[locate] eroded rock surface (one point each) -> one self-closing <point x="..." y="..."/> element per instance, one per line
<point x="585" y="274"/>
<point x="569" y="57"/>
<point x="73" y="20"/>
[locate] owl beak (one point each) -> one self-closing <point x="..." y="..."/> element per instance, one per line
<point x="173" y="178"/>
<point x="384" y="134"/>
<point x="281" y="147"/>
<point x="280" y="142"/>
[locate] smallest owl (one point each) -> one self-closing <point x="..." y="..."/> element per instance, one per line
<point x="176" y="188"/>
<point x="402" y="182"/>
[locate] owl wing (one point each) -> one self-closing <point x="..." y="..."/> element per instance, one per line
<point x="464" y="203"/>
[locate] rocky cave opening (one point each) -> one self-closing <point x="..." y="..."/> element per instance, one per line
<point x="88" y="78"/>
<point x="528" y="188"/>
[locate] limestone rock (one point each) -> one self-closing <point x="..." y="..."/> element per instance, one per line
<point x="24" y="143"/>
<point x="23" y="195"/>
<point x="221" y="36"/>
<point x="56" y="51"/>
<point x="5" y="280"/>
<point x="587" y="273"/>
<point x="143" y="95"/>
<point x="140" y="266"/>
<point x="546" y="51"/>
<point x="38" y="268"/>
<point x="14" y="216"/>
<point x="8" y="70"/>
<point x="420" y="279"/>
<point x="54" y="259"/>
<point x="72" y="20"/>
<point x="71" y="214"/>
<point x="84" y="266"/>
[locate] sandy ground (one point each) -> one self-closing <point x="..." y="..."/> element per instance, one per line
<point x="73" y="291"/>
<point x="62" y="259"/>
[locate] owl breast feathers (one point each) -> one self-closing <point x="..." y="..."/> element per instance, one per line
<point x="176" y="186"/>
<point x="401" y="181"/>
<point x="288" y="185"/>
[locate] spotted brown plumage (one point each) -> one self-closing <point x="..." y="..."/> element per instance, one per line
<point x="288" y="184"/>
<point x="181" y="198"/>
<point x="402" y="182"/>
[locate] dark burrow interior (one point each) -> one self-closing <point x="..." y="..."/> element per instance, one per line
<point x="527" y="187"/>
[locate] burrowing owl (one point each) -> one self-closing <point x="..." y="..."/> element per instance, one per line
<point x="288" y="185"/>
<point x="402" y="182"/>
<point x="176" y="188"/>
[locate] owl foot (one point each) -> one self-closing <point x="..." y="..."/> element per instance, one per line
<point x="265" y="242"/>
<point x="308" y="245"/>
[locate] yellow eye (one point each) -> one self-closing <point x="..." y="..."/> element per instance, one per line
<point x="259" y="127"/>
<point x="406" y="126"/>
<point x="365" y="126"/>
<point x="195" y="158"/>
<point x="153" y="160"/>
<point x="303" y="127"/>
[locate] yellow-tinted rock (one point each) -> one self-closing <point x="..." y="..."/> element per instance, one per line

● Exercise brief: Write every record out again, unaltered.

● Complete output:
[locate] eroded rock surface (one point each) -> one self-closing <point x="..." y="..."/> element per instance, one per line
<point x="585" y="274"/>
<point x="569" y="57"/>
<point x="73" y="20"/>
[locate] owl beak (one point each) -> one self-closing <point x="..." y="..."/> element per instance, one per line
<point x="173" y="178"/>
<point x="384" y="134"/>
<point x="281" y="147"/>
<point x="280" y="142"/>
[locate] smallest owl (one point each) -> one self-closing <point x="..." y="..."/> element per instance, one per line
<point x="176" y="188"/>
<point x="402" y="182"/>
[locate] owl wing (one point each) -> one self-closing <point x="..." y="..."/> element per instance, one per line
<point x="464" y="203"/>
[locate] rocky cave opening (one point each) -> one self-closing <point x="..." y="..."/> element per instance, one per line
<point x="88" y="78"/>
<point x="528" y="188"/>
[locate] limestone rock (one point each) -> one self-closing <point x="..." y="..."/> element per instance, one per line
<point x="24" y="143"/>
<point x="23" y="195"/>
<point x="221" y="36"/>
<point x="56" y="51"/>
<point x="5" y="280"/>
<point x="587" y="273"/>
<point x="143" y="95"/>
<point x="140" y="266"/>
<point x="546" y="51"/>
<point x="38" y="268"/>
<point x="14" y="216"/>
<point x="8" y="70"/>
<point x="420" y="279"/>
<point x="54" y="259"/>
<point x="72" y="20"/>
<point x="71" y="214"/>
<point x="84" y="266"/>
[locate] sandy ground (one point each) -> one self-closing <point x="..." y="..."/> element per instance, one per line
<point x="73" y="291"/>
<point x="62" y="259"/>
[locate] owl breast feathers (one point each) -> one self-closing <point x="..." y="..."/> element per instance, one per line
<point x="176" y="186"/>
<point x="401" y="181"/>
<point x="288" y="185"/>
[locate] spotted brown plumage (one point each) -> one self-closing <point x="..." y="..."/> element per instance, one per line
<point x="288" y="184"/>
<point x="181" y="198"/>
<point x="402" y="182"/>
[locate] dark burrow interior (one point each) -> one self-closing <point x="..." y="..."/> element per instance, one per line
<point x="527" y="187"/>
[locate] burrowing owl (one point each) -> one self-closing <point x="..." y="..."/> element per instance, one per line
<point x="288" y="185"/>
<point x="402" y="182"/>
<point x="176" y="188"/>
[locate] owl foot (one point each) -> one self-closing <point x="..." y="..."/> element per instance, one per line
<point x="265" y="242"/>
<point x="308" y="245"/>
[locate] yellow eye (one point each) -> one self-closing <point x="..." y="..."/> element per instance, one per line
<point x="259" y="127"/>
<point x="406" y="126"/>
<point x="365" y="126"/>
<point x="195" y="158"/>
<point x="153" y="160"/>
<point x="303" y="127"/>
[locate] yellow-tinted rock (one point each) -> one self-closing <point x="..." y="..."/> element per instance, one per line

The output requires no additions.